◆ **YOUR TASK**: All of the data is to be set down again without any alteration.

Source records
.....
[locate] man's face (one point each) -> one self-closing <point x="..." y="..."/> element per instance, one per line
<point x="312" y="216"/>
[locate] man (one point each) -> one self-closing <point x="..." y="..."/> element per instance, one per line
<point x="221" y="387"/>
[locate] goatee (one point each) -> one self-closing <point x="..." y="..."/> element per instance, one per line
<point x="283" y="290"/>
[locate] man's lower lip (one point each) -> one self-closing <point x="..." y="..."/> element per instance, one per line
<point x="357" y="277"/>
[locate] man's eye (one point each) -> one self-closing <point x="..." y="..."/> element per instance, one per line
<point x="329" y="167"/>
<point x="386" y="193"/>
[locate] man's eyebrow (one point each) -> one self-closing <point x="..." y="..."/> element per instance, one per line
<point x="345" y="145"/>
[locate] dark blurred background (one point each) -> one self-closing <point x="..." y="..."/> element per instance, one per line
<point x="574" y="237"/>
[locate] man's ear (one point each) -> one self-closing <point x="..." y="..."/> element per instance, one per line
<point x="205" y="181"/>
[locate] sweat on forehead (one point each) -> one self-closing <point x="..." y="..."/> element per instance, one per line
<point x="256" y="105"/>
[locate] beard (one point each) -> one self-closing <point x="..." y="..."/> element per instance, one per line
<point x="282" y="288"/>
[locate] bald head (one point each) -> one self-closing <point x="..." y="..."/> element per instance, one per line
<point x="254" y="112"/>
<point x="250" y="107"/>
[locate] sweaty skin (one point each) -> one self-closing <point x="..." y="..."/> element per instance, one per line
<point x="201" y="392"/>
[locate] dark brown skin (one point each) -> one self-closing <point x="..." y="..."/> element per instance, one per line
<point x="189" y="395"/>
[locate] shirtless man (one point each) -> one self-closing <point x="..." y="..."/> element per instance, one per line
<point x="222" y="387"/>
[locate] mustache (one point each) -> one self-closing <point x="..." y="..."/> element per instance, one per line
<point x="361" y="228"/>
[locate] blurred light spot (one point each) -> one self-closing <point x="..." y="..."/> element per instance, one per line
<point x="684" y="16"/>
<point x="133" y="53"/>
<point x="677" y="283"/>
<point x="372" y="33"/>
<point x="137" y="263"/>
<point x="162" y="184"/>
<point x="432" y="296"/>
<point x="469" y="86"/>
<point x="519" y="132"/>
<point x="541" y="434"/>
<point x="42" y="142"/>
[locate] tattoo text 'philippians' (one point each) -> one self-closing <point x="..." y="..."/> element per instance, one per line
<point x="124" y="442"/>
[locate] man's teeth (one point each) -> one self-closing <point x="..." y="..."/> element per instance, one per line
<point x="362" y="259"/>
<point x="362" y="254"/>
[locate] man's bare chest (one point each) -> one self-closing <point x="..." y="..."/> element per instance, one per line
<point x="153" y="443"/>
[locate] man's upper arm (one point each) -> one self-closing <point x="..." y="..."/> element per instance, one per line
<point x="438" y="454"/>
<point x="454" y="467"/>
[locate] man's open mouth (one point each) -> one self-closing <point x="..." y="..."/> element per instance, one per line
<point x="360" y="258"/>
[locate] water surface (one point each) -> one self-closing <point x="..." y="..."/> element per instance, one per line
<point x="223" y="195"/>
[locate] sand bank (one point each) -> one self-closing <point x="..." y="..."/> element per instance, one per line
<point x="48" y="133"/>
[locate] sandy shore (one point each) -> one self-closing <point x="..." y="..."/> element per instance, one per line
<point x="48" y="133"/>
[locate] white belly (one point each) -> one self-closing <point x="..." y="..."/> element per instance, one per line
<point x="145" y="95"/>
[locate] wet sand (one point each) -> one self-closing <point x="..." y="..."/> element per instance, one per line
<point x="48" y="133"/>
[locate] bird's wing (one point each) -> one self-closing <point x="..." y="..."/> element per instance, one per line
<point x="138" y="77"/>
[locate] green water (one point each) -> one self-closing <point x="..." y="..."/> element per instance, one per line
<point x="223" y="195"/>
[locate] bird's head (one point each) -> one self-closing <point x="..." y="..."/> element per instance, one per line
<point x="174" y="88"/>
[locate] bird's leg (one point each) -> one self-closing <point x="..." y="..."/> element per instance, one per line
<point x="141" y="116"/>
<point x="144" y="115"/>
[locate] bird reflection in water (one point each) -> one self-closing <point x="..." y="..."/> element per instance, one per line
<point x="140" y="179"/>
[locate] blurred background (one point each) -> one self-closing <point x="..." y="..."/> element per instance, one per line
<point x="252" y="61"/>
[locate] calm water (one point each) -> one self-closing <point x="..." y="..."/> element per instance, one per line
.....
◆ **SOLVED PROBLEM**:
[locate] man's face (one point each) -> one self-closing <point x="..." y="..."/> element per instance, one per line
<point x="312" y="216"/>
[locate] man (one point each) -> one self-closing <point x="..." y="..."/> element per instance, one per line
<point x="221" y="387"/>
[locate] goatee (one point each) -> one self-closing <point x="..." y="..."/> element per instance, one per line
<point x="283" y="290"/>
[locate] man's lower lip (one point each) -> one self-closing <point x="..." y="..."/> element per instance, one per line
<point x="357" y="277"/>
[locate] man's eye (one point each) -> one self-closing <point x="..." y="..."/> element per instance, one per line
<point x="329" y="167"/>
<point x="386" y="193"/>
[locate] man's eyebrow (one point each) -> one self-closing <point x="..." y="..."/> element per instance, one per line
<point x="345" y="145"/>
[locate] dark blurred background (one point each) -> one self-closing <point x="..." y="..."/> element per instance, one per line
<point x="574" y="237"/>
[locate] man's ear (one point each) -> one self-closing <point x="..." y="..."/> element per instance, one per line
<point x="205" y="181"/>
[locate] sweat on forehead (one point each) -> one self-closing <point x="..." y="..."/> element per instance, one per line
<point x="256" y="105"/>
[locate] beard (one point each) -> one self-closing <point x="..." y="..."/> element per instance, one per line
<point x="282" y="288"/>
[locate] bald head (one point each) -> one self-closing <point x="..." y="..."/> element per instance, one per line
<point x="254" y="112"/>
<point x="250" y="107"/>
[locate] sweaty skin (one point each) -> one self-closing <point x="..." y="..."/> element per instance, one per line
<point x="201" y="392"/>
[locate] dark brown skin (one point each) -> one self-closing <point x="..." y="..."/> element per instance, one per line
<point x="189" y="395"/>
[locate] shirtless man (one point each) -> one self-closing <point x="..." y="..."/> element per instance, one per line
<point x="222" y="387"/>
[locate] mustache (one point each) -> one self-closing <point x="..." y="..."/> element per instance, one per line
<point x="361" y="228"/>
[locate] blurred light spot (one point each) -> one self-closing <point x="..." y="..."/> element per instance, one per line
<point x="684" y="16"/>
<point x="133" y="53"/>
<point x="677" y="283"/>
<point x="372" y="33"/>
<point x="137" y="263"/>
<point x="162" y="184"/>
<point x="432" y="296"/>
<point x="469" y="86"/>
<point x="519" y="132"/>
<point x="541" y="434"/>
<point x="42" y="142"/>
[locate] tattoo text 'philippians' (one point each) -> one self-closing <point x="..." y="..."/> element per instance, one per line
<point x="124" y="442"/>
[locate] man's teeth (one point each) -> one self-closing <point x="..." y="..."/> element per instance, one per line
<point x="362" y="259"/>
<point x="362" y="254"/>
[locate] man's bare chest (one point each) -> one self-closing <point x="..." y="..."/> element per instance, one per line
<point x="153" y="443"/>
[locate] man's upper arm (one point each) -> one self-closing <point x="..." y="..."/> element per instance, one per line
<point x="438" y="454"/>
<point x="454" y="467"/>
[locate] man's open mouth (one point each) -> one self-closing <point x="..." y="..."/> element per instance, one per line
<point x="360" y="258"/>
[locate] water surface (one point each) -> one self-closing <point x="..." y="..."/> element per instance, one per line
<point x="223" y="195"/>
[locate] sand bank (one point each) -> one self-closing <point x="..." y="..."/> element per instance, one per line
<point x="48" y="133"/>
[locate] sandy shore (one point each) -> one self-closing <point x="..." y="..."/> element per instance, one per line
<point x="48" y="133"/>
[locate] white belly (one point each) -> one self-closing <point x="..." y="..."/> element per instance, one per line
<point x="145" y="95"/>
[locate] wet sand (one point each) -> one self-closing <point x="..." y="..."/> element per instance, one per line
<point x="48" y="133"/>
[locate] bird's wing (one point each) -> one self-closing <point x="..." y="..."/> element per instance, one per line
<point x="138" y="77"/>
[locate] green water (one point each) -> one self-closing <point x="..." y="..."/> element per instance, one per line
<point x="223" y="195"/>
[locate] bird's head (one point each) -> one self-closing <point x="..." y="..."/> element per instance, one per line
<point x="174" y="88"/>
[locate] bird's leg (one point each) -> one self-closing <point x="..." y="..."/> element per instance, one per line
<point x="141" y="116"/>
<point x="144" y="115"/>
[locate] bird reflection in water (one point each) -> one self-closing <point x="..." y="..."/> element per instance, one per line
<point x="140" y="179"/>
[locate] blurred background (one point each) -> one self-closing <point x="..." y="..."/> element per instance, one per line
<point x="252" y="61"/>
[locate] calm water (one point each) -> one self-closing <point x="..." y="..."/> element per instance, one per line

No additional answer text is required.